EXERCISE INPUT:

______

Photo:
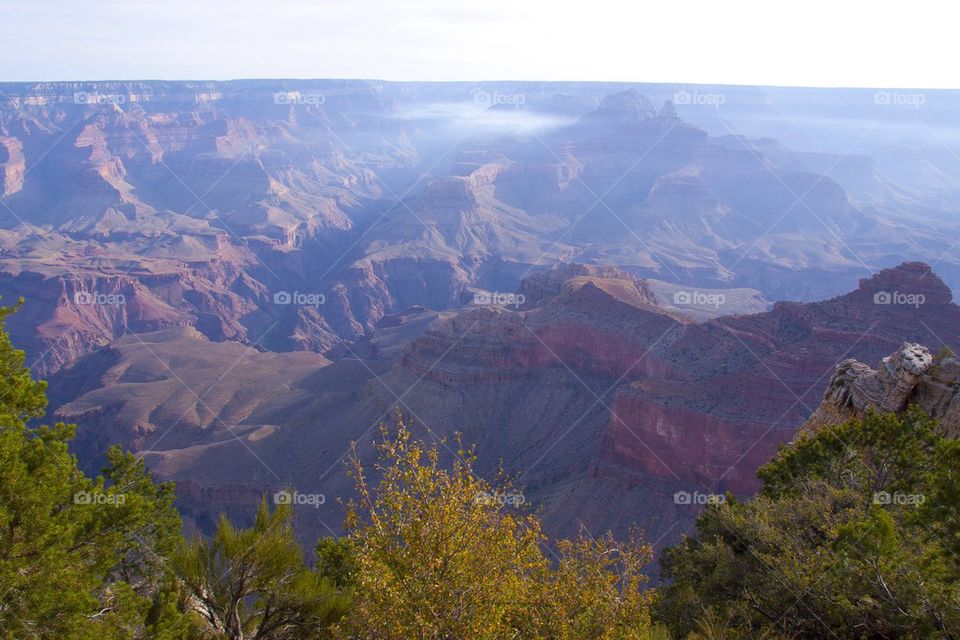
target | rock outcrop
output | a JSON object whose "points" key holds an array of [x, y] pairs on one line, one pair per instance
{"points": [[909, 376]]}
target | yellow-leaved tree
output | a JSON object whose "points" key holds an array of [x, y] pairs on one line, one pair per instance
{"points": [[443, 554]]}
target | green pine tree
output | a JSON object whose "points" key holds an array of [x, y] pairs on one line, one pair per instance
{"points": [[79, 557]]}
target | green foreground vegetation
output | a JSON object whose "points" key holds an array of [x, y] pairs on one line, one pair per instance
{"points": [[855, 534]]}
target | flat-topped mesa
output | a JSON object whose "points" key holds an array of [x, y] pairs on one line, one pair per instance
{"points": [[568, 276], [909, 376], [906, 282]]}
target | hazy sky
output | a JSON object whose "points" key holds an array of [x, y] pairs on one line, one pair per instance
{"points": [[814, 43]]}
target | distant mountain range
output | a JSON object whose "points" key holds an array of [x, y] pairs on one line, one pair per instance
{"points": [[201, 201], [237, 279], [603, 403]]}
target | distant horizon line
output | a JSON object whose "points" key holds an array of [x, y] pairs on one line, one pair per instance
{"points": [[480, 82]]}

______

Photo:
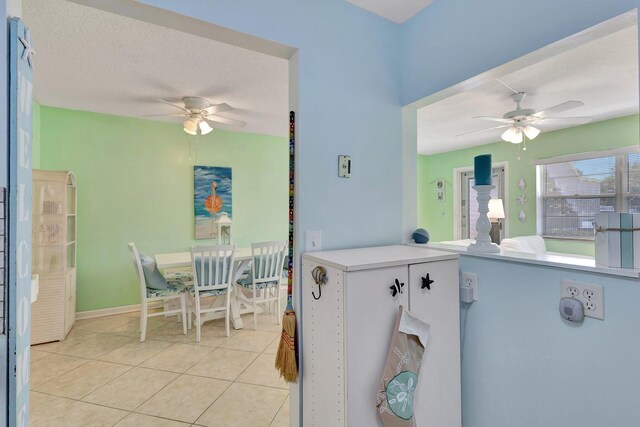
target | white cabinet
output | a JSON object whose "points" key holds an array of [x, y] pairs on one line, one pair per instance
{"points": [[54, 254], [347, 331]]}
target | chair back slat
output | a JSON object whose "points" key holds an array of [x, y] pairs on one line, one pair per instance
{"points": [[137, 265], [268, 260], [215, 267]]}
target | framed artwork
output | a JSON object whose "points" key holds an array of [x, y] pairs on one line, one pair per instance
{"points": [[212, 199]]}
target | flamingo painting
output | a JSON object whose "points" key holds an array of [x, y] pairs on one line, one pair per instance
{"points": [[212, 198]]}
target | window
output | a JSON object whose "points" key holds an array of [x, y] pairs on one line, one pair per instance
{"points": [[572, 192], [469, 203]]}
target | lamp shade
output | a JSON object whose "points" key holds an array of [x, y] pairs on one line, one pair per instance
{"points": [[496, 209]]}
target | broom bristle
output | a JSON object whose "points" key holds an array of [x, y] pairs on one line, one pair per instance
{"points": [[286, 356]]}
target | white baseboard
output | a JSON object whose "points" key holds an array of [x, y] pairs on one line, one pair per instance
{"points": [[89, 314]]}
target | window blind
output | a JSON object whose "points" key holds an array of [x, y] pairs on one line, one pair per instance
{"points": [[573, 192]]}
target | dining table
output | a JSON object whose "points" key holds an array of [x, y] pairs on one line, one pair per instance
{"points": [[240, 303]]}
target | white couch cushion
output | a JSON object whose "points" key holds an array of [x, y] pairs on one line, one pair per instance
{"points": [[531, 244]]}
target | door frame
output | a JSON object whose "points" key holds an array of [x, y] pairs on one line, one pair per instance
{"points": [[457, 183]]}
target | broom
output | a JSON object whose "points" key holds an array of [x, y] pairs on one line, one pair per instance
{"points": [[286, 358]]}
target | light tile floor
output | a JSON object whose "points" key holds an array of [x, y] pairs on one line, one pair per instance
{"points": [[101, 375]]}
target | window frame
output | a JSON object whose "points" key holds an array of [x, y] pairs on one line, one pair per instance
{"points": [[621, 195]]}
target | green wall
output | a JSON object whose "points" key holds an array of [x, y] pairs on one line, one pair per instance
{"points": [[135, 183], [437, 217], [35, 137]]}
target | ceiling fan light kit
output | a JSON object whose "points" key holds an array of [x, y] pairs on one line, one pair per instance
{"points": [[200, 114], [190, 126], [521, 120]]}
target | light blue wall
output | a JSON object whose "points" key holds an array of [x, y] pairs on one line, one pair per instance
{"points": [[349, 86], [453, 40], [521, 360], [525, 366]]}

______

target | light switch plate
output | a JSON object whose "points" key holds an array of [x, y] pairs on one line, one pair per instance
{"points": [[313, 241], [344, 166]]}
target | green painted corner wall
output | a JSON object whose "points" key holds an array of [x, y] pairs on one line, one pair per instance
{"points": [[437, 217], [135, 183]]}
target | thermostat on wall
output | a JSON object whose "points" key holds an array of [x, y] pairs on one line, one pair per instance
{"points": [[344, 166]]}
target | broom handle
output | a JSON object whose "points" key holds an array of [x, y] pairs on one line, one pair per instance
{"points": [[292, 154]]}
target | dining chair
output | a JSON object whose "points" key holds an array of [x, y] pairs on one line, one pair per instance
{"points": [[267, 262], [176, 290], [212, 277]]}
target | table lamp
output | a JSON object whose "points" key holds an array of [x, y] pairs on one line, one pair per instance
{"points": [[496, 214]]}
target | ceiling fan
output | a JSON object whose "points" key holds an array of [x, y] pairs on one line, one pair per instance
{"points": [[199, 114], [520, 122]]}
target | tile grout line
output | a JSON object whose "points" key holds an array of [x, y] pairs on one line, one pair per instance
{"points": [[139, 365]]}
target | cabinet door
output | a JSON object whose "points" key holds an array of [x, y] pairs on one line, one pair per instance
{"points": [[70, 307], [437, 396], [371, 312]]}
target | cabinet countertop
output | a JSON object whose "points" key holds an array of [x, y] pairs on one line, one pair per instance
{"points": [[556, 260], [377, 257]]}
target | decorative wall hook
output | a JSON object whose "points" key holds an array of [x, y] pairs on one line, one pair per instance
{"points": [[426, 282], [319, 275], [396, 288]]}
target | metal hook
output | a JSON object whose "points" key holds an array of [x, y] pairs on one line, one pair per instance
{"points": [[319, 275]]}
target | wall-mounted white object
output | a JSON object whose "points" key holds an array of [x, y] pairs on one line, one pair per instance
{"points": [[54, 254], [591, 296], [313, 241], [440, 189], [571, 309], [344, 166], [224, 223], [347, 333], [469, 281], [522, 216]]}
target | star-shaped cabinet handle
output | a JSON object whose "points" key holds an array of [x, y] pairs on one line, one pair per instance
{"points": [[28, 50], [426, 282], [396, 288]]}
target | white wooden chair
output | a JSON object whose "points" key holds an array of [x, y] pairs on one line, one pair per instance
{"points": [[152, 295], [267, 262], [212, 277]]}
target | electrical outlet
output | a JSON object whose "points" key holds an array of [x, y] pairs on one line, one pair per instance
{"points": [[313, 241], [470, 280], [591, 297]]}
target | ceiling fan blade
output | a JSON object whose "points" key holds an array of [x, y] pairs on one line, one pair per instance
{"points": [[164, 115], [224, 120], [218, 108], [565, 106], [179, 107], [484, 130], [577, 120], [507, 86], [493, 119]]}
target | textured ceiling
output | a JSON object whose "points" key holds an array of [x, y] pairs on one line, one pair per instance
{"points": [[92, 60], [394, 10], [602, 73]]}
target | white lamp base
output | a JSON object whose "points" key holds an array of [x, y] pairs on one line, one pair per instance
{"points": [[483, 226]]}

______

EXERCISE DIRECTIONS: Show every line above that contains the string "lamp", matching case exactly.

EXERCISE RESPONSE:
target | lamp shade
target | table lamp
target | white lamp base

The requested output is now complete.